_Problem to work on_
Print out every entry, keeping each line identical to the original.
Extracted records section start
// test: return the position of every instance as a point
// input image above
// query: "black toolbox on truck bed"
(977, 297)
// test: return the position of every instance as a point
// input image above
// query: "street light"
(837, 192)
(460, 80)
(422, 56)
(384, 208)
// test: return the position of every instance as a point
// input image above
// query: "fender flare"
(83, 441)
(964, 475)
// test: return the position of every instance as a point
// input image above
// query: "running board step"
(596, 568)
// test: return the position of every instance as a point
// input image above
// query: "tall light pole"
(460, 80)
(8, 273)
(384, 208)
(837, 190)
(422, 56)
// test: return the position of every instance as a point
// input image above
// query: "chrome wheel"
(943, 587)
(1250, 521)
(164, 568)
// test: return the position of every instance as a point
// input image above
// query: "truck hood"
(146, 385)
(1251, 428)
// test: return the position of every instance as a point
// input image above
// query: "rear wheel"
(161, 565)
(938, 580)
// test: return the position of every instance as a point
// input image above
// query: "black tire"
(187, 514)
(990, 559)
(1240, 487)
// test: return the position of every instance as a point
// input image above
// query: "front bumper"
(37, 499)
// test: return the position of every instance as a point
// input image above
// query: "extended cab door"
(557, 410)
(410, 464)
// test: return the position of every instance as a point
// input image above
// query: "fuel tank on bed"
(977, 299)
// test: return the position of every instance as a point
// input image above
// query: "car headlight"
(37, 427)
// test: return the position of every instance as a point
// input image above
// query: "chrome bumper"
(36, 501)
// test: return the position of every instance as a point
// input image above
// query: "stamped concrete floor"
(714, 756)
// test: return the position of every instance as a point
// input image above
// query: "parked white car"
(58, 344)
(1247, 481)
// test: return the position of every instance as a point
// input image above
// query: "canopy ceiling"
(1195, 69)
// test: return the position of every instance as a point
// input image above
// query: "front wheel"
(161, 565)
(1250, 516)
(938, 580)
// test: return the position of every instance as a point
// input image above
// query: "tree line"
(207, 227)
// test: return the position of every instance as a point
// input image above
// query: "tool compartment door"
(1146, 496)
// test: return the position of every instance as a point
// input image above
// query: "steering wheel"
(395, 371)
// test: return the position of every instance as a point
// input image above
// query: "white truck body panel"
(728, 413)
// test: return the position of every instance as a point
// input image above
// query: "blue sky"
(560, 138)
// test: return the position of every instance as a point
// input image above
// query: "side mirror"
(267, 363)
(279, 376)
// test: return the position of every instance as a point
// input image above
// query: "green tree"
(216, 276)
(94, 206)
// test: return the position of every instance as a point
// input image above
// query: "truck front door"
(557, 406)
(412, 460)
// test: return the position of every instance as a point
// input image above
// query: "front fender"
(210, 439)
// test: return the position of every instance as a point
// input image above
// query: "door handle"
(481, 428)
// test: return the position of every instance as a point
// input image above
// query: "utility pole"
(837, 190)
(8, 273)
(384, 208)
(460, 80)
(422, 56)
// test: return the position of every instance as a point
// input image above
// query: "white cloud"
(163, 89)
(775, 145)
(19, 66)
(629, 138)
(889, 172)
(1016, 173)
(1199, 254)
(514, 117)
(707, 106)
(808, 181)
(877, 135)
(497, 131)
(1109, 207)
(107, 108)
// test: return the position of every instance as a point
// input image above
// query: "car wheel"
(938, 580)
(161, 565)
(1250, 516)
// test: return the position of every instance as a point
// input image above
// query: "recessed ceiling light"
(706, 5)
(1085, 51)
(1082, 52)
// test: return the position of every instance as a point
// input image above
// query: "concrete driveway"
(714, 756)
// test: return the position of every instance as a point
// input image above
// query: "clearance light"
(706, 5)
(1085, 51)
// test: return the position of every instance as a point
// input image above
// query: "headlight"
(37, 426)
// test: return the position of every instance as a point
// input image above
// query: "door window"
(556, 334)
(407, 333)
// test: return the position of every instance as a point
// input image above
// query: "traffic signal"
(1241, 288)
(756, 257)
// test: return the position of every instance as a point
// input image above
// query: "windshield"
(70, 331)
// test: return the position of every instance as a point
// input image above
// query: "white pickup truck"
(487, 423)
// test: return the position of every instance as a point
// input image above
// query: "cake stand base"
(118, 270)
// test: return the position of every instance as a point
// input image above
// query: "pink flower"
Extracted records section end
_Written response_
// test: return the position of every instance as a point
// input image above
// query: "black toolbox on truck bed"
(977, 297)
// test: return the position of every instance as a point
// input image above
// query: "street light"
(837, 192)
(460, 80)
(422, 56)
(384, 208)
// test: return the position of every instance as a point
// input image above
// query: "fender flare"
(83, 441)
(964, 475)
// test: return the position of every instance as a point
// input image above
// query: "running board step"
(596, 568)
// test: return the position of every instance as a point
// input image above
// query: "tall light pole"
(460, 80)
(8, 273)
(384, 208)
(837, 190)
(422, 56)
// test: return the position of every instance as a point
// input image above
// query: "chrome wheel"
(943, 587)
(1250, 521)
(164, 568)
// test: return the position of every instance as a point
// input image above
// query: "truck hood"
(146, 385)
(1251, 428)
// test: return the position of every instance as a point
// input image above
// query: "rear wheel"
(161, 565)
(938, 580)
// test: return the position of every instance as a point
// input image above
// query: "black tire"
(187, 514)
(990, 559)
(1240, 487)
// test: return the position of every instance as a point
// input image above
// query: "front bumper"
(37, 499)
// test: return the position of every instance as a point
// input image above
// query: "extended cab door"
(557, 410)
(410, 464)
// test: return the position of every instance as a point
// input image above
// query: "fuel tank on bed"
(977, 299)
// test: return the position of every instance as a point
// input image above
// query: "car headlight"
(37, 427)
// test: return the position of every instance as a point
// input image above
// query: "chrome bumper"
(36, 501)
// test: return the position of every instance as a point
// input image above
// query: "stamped concrete floor"
(714, 756)
// test: return the position of every instance as a point
// input image above
// query: "parked white car"
(58, 344)
(1247, 481)
// test: return the position of every instance as a point
// input image above
// query: "canopy ceiling"
(1195, 69)
// test: return the position of every instance as a point
// input image above
// query: "front wheel"
(161, 565)
(1250, 516)
(938, 580)
// test: return the position of every instance as a point
// input image above
// query: "tree line"
(207, 227)
// test: return the position of every instance as a point
// input image above
// query: "tool compartment door"
(1146, 496)
// test: return the position of every instance as a point
// input image above
// query: "steering wheel"
(395, 371)
// test: return the position of every instance as a point
// input image above
// query: "white truck body panel"
(728, 413)
// test: return the position of every instance as a point
// input image above
// query: "blue sky"
(560, 138)
// test: return the position of every instance as a point
// input image above
// query: "side mirror"
(267, 363)
(279, 376)
// test: return the position of every instance as a point
// input image above
// query: "green tree"
(216, 276)
(94, 206)
// test: return the position of every instance as a point
// input image above
// query: "truck front door"
(557, 406)
(412, 460)
// test: return the position of every instance as a point
// input image above
// query: "front fender"
(210, 439)
// test: return the position of every instance as a point
// input image above
// query: "door handle"
(481, 428)
// test: return the position of every instance as a point
// input image above
// query: "utility pole"
(837, 190)
(8, 273)
(384, 208)
(460, 80)
(422, 56)
// test: return the position of every instance as a point
// input image above
// query: "white cloud"
(163, 89)
(775, 145)
(19, 66)
(629, 138)
(889, 172)
(1016, 173)
(1199, 254)
(514, 117)
(707, 106)
(808, 181)
(877, 135)
(497, 131)
(1109, 207)
(107, 108)
// test: return the position of every instance as a point
// input image above
// query: "car wheel"
(938, 580)
(161, 565)
(1250, 516)
// test: return the position of every instance as a point
// input image above
// query: "recessed ceiling light"
(706, 5)
(1085, 51)
(1082, 52)
// test: return the position of every instance as a point
// input image above
// query: "concrete driveway"
(714, 756)
// test: return the position of every instance as a point
// input image above
// query: "clearance light"
(706, 5)
(1085, 51)
// test: return the position of every instance as a point
// input image above
// query: "headlight"
(37, 426)
// test: return the position of every instance as a point
// input image above
// query: "door window"
(556, 334)
(407, 333)
// test: return the position of every instance as a point
// input image above
// query: "traffic signal"
(1241, 288)
(756, 257)
// test: return the position of every instance as a point
// input image above
// query: "windshield"
(70, 331)
// test: return the position of every instance as a point
// input image above
// query: "white pickup truck"
(487, 423)
// test: return the position of every instance as a point
// input image above
// query: "cake stand base"
(118, 270)
// test: return the position of every instance as a point
// input image above
// query: "pink flower"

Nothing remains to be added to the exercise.